QUOTED PASSAGE
Your letter reached me just at a time when everything that had seemed solid was breaking up, and substance had become Shadow. It made me very foolish,—made me cry. Your rebuke for the trivial phrase in my letter was very beautiful as well as very richly deserved. But I don’t think it is a question of volition. It is necessary to obey the impulses of the Unknown for Art’s sake—or rather, you must obey them. The Spahi’s fascination by the invisible Forces was purely physical. I think I am right in going: perhaps I am wrong in thinking of making the tropics a home. Probably it will be the same thing over again: impulse and chance compelling another change.
The carriage—no, the New York hack and hackman (no romance or sentimentality about these!)—is waiting to take me to Pier 49, East River. So I must end. But I have written such a ridiculous letter that I shan’t put anybody’s name to it.
TO GEORGE M. GOULD
Saint-Pierre, Martinique, May, 1888.
Dear Gould,—One of your letters, I think a P. Cd., many months ago, caught me in British Guiana, another to-day finds me here. I left N. O. in June, 1887, and have been travelling since, or at least sojourning in these tropics. I have been sick, too,—have had some trouble fighting the influences of climate, trouble in trying to carry out large plans with absurdly small resources; and have been unable to do my friends justice. How could you think I could have been offended? It was only the other day, in a letter to the editor of Harper’s, that I referred to one of your delightful colour-theories.

DATA FOR REVIEW
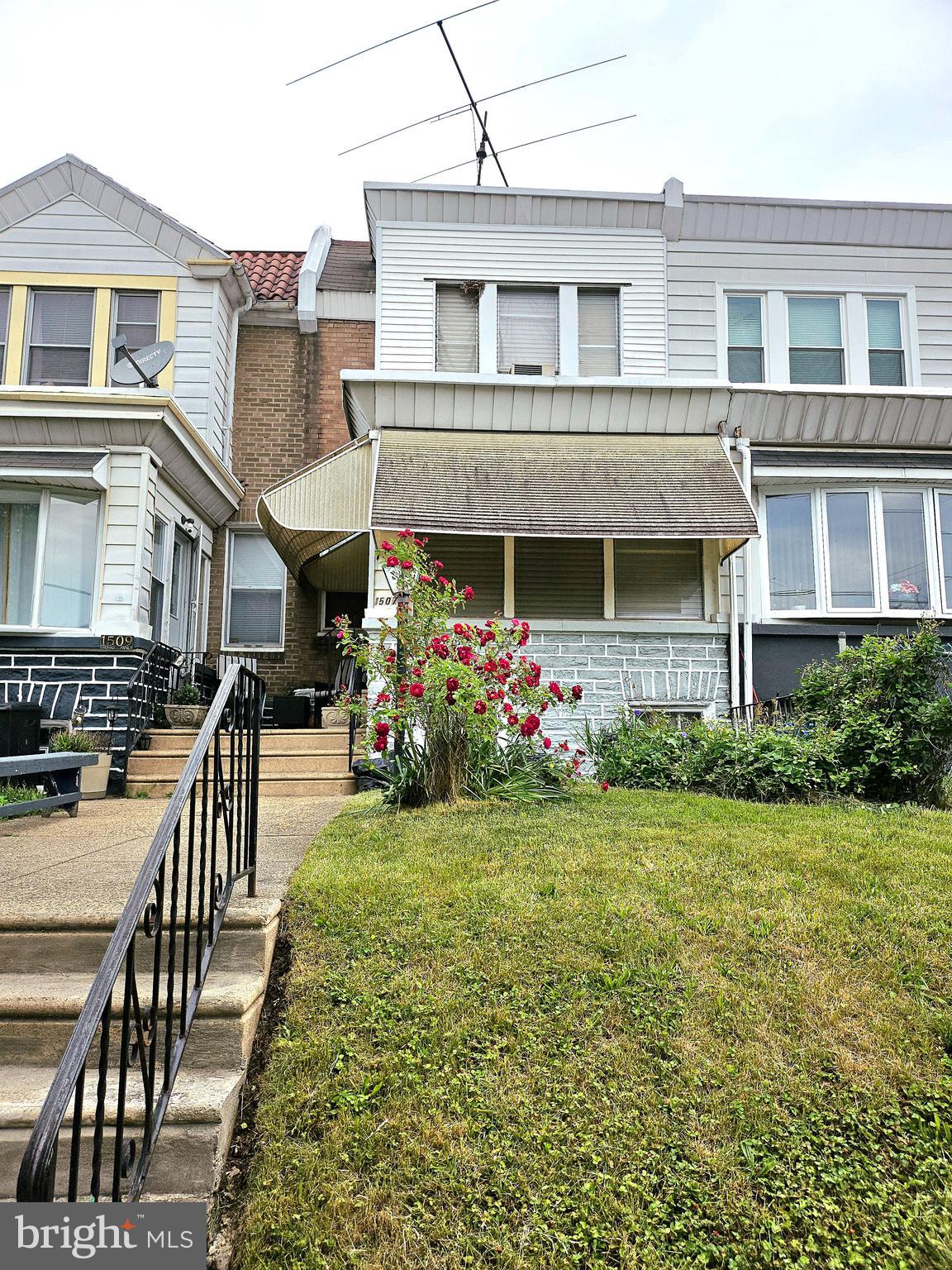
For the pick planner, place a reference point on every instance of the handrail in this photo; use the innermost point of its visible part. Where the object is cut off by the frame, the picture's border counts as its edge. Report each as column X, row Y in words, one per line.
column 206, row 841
==
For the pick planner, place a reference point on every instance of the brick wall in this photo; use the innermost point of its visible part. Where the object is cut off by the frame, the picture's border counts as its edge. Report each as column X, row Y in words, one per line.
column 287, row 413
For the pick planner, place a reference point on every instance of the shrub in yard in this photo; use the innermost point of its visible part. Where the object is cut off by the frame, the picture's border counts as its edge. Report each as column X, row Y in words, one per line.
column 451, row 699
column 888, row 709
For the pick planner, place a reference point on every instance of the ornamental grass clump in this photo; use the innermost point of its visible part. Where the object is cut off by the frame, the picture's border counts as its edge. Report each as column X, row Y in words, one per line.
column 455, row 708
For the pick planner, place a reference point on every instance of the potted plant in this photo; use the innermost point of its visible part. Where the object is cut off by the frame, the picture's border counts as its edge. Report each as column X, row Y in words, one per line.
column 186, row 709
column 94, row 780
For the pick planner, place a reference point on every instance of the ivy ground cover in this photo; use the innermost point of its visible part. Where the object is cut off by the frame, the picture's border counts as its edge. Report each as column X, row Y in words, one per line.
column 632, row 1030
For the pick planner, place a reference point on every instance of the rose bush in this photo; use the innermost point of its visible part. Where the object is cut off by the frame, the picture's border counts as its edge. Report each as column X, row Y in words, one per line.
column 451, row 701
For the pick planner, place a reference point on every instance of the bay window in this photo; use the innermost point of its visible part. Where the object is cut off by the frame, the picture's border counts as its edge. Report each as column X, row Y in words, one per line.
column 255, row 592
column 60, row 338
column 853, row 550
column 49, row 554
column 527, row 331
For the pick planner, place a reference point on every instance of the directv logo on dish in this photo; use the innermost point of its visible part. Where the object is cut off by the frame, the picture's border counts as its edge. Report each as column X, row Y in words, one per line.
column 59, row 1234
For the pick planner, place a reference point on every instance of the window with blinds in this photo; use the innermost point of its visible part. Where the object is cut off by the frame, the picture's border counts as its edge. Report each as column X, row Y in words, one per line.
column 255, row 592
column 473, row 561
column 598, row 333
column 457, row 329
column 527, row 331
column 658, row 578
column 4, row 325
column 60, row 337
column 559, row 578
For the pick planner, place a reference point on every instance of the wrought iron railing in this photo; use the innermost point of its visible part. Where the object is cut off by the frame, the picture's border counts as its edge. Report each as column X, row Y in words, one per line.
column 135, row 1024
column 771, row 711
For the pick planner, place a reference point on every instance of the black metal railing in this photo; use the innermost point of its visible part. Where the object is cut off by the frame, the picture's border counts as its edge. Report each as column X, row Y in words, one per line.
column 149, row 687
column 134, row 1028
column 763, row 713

AIM OF THE TASK
Continue the letter to George M. Gould, dated Saint-Pierre, Martinique, from its last sentence.

TASK OUTPUT
Praise from you I value very highly. As to impress such a mind as yours means to me a great pride and pleasure. I am delighted “Chita” pleased you.
I have written a number of sketches on the West Indies,—some of which may appear in a few months, others later on. It has been a hope of mine to make a unique book on these strange Hesperides, with their singularly mixed races; but I don’t know whether I shall be able to carry the project out.
The climate is antagonistic to work. It is a benumbing power, rendering concentrated thought almost out of the question. I can now understand why the tropics have produced so little literature.
We are quarantined and isolated for the present by a long epidemic of small-pox, which among these populations means something as fatal as an Oriental plague. The whites are exempt. But the disease, although on the decline, still prevails to an extent rendering it doubtful when I can get away from here.